Task brief
Please show each line of the listing where "young" is present.

Records provided
************

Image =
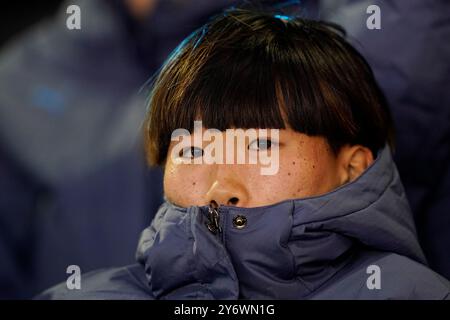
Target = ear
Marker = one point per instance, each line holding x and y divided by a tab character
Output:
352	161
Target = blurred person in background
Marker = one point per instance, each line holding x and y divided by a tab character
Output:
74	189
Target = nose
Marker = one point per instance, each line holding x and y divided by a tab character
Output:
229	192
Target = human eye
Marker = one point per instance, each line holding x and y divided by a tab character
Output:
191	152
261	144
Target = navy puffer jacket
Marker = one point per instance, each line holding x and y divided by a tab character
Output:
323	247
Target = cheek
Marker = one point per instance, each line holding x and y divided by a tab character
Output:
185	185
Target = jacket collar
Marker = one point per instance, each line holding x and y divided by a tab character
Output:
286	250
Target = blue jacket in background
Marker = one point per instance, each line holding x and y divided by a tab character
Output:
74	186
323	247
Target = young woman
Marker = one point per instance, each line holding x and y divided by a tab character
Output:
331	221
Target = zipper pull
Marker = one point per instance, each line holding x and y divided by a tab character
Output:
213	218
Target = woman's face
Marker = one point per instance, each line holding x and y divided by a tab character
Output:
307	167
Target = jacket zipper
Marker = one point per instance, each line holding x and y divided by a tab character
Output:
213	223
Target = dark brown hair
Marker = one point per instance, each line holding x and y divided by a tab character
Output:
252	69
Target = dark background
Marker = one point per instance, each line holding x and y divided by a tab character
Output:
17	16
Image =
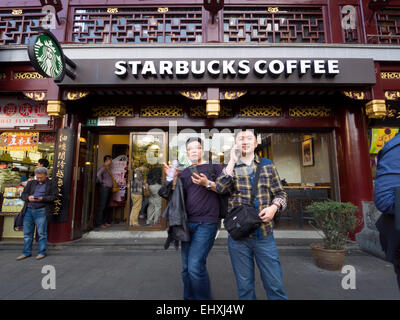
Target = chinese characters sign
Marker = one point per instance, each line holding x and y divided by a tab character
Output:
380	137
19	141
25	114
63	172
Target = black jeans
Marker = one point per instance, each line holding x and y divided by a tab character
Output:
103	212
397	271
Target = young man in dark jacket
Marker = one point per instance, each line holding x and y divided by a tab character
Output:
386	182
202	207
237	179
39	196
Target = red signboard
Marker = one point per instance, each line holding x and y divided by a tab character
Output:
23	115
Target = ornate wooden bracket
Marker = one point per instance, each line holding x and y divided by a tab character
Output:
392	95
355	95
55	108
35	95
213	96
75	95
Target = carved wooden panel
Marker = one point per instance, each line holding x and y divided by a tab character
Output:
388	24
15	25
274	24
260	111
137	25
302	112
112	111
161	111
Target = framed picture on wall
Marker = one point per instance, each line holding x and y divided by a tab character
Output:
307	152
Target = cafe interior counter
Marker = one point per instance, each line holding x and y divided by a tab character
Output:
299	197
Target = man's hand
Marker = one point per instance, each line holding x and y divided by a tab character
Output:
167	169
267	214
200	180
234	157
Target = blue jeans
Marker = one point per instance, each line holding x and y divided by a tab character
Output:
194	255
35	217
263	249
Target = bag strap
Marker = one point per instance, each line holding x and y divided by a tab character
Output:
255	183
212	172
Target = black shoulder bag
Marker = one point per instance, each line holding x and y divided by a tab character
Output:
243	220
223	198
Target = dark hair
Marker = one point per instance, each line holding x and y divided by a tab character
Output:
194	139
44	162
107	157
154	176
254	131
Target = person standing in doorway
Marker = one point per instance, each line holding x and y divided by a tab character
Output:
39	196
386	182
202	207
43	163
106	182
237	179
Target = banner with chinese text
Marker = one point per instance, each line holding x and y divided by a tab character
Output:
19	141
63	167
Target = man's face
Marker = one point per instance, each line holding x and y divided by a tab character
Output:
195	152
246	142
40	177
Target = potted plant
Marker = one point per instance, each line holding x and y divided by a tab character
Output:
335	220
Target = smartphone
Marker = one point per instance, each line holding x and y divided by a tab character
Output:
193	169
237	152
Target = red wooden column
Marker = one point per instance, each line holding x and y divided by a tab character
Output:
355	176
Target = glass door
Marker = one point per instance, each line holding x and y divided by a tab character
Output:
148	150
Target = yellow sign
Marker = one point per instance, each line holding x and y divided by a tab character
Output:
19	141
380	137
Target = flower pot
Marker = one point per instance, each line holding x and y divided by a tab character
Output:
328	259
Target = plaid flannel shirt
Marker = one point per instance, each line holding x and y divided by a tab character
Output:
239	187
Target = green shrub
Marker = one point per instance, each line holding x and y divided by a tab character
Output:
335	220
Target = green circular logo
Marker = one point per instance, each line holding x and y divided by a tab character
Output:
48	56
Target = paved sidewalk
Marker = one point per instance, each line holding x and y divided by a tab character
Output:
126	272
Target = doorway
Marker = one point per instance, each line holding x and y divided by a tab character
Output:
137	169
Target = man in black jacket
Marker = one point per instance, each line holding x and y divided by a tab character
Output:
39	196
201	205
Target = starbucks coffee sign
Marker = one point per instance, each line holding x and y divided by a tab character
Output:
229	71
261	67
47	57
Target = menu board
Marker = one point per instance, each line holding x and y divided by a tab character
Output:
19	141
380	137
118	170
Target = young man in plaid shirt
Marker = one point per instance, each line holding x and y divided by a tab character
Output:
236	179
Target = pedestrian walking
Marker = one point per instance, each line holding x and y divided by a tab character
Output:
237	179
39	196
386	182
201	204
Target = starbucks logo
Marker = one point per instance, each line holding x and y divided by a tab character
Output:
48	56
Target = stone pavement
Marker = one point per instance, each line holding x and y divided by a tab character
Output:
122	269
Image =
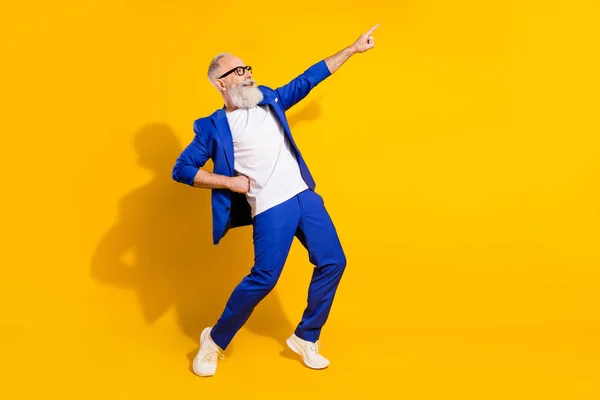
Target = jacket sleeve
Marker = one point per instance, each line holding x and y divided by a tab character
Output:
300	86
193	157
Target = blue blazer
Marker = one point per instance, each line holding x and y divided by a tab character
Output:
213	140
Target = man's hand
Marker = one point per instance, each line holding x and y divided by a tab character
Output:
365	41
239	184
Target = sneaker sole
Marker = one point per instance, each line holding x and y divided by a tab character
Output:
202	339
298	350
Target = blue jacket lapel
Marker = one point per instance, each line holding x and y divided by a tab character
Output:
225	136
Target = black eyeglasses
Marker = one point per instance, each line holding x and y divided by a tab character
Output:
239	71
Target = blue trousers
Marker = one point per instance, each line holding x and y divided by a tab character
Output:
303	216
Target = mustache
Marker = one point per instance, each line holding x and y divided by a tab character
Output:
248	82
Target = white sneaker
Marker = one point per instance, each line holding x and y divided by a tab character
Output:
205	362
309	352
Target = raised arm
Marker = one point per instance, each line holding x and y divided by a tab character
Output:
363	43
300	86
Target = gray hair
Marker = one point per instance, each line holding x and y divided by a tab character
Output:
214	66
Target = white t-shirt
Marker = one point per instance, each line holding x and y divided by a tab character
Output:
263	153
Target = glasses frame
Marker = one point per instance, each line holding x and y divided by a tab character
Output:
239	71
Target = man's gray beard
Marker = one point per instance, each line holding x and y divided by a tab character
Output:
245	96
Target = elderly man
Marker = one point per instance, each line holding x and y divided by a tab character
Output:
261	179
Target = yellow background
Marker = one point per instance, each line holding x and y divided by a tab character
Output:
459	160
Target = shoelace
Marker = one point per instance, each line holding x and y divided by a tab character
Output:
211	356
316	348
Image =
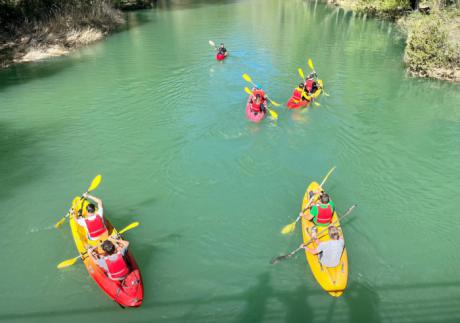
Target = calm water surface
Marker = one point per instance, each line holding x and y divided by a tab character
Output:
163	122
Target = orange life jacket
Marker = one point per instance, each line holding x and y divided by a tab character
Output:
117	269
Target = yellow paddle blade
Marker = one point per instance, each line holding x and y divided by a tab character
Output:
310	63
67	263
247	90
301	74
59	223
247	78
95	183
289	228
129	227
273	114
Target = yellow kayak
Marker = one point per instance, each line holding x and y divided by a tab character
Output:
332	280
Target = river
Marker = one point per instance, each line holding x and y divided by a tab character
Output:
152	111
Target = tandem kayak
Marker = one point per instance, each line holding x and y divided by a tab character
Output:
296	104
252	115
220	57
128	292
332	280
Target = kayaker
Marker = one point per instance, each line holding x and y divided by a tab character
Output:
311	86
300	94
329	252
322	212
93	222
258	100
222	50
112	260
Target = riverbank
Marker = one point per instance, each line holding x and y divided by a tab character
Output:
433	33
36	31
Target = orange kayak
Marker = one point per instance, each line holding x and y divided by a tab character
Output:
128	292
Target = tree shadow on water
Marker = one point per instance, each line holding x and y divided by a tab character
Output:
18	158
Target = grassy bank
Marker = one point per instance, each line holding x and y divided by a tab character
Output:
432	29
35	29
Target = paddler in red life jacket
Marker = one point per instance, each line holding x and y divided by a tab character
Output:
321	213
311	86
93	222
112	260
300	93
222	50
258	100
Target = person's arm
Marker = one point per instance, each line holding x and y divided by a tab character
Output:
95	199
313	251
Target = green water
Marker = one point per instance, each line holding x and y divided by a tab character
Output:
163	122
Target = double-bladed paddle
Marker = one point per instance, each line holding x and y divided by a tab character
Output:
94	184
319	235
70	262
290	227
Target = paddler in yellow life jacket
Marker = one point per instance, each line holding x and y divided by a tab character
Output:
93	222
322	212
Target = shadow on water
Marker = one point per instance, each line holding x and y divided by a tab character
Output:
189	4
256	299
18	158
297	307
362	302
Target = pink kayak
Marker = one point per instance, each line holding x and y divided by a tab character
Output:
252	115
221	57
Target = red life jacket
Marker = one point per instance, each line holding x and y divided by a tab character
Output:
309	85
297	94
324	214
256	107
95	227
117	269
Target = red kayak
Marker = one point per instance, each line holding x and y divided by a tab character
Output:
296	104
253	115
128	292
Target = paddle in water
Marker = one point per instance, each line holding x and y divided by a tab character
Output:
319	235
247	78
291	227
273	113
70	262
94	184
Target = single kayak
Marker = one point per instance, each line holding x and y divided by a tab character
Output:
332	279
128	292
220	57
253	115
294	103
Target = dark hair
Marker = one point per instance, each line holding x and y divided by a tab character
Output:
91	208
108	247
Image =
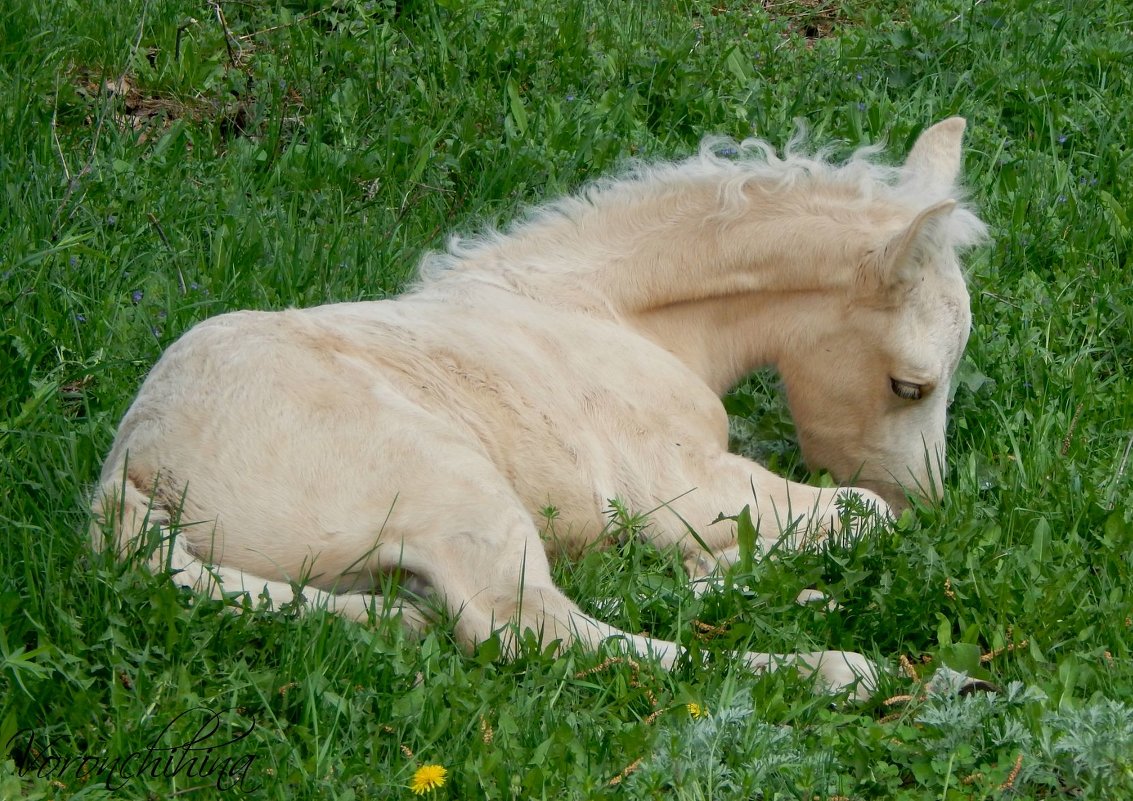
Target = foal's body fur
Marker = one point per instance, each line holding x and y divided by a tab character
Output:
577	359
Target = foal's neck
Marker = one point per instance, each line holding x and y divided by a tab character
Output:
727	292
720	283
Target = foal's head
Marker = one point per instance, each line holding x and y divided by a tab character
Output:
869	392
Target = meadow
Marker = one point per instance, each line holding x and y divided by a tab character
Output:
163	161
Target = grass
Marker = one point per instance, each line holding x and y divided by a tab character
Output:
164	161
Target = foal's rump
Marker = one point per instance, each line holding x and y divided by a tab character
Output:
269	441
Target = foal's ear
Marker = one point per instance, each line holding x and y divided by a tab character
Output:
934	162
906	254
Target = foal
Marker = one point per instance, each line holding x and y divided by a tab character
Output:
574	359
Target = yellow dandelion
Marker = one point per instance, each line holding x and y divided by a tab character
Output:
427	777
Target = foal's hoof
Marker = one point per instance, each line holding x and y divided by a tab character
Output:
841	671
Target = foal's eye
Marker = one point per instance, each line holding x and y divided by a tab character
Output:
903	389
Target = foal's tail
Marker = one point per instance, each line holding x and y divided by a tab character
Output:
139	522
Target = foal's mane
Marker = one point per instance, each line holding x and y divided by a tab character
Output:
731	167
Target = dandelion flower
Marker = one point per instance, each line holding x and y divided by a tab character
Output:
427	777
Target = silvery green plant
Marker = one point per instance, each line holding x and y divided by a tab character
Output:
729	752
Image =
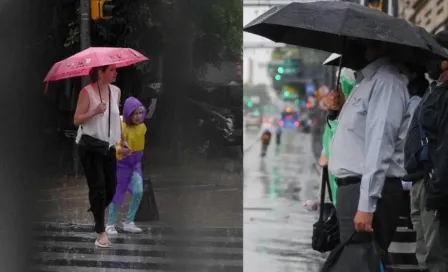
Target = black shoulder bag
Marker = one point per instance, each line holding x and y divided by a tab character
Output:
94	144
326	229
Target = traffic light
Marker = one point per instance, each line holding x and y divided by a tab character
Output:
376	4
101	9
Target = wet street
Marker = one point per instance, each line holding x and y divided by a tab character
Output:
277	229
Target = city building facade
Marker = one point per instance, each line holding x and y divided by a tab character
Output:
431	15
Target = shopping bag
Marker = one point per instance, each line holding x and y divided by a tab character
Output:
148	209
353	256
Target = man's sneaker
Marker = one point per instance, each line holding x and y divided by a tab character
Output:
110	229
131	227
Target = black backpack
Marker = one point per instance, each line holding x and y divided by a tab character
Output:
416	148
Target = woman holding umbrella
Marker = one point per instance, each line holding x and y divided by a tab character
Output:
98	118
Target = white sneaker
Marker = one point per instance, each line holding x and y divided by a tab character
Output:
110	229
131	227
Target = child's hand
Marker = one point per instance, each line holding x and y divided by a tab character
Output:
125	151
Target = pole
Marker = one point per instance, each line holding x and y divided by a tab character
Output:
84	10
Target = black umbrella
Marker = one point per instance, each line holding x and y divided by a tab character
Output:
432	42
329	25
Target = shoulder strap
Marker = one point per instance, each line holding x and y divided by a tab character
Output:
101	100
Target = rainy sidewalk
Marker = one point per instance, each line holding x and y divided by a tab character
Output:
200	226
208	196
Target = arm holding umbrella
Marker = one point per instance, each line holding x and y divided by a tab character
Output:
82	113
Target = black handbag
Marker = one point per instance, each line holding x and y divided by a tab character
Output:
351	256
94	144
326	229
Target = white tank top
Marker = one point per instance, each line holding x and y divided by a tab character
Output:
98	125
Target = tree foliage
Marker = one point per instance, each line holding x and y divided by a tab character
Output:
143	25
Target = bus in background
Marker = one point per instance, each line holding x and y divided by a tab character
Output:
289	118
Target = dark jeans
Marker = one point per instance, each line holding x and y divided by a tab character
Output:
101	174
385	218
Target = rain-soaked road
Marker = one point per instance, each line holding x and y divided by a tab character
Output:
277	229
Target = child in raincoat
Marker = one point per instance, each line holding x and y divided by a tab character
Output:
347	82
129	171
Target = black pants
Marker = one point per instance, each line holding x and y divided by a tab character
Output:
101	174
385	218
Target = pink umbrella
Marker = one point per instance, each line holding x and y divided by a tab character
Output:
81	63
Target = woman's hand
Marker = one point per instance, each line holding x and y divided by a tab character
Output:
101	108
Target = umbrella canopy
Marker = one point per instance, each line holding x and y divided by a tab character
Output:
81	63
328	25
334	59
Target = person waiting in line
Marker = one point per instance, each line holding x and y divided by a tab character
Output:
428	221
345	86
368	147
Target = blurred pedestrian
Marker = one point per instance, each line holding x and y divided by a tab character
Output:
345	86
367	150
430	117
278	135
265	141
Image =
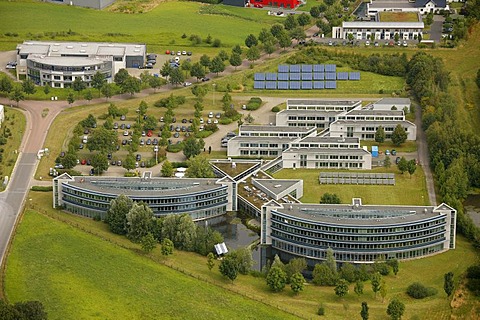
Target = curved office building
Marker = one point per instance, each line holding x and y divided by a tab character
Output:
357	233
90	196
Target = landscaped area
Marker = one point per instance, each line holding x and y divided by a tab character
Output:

************

Exercise response
Target = young woman
Target = young man in dark jacket
Target = young man in plaid shirt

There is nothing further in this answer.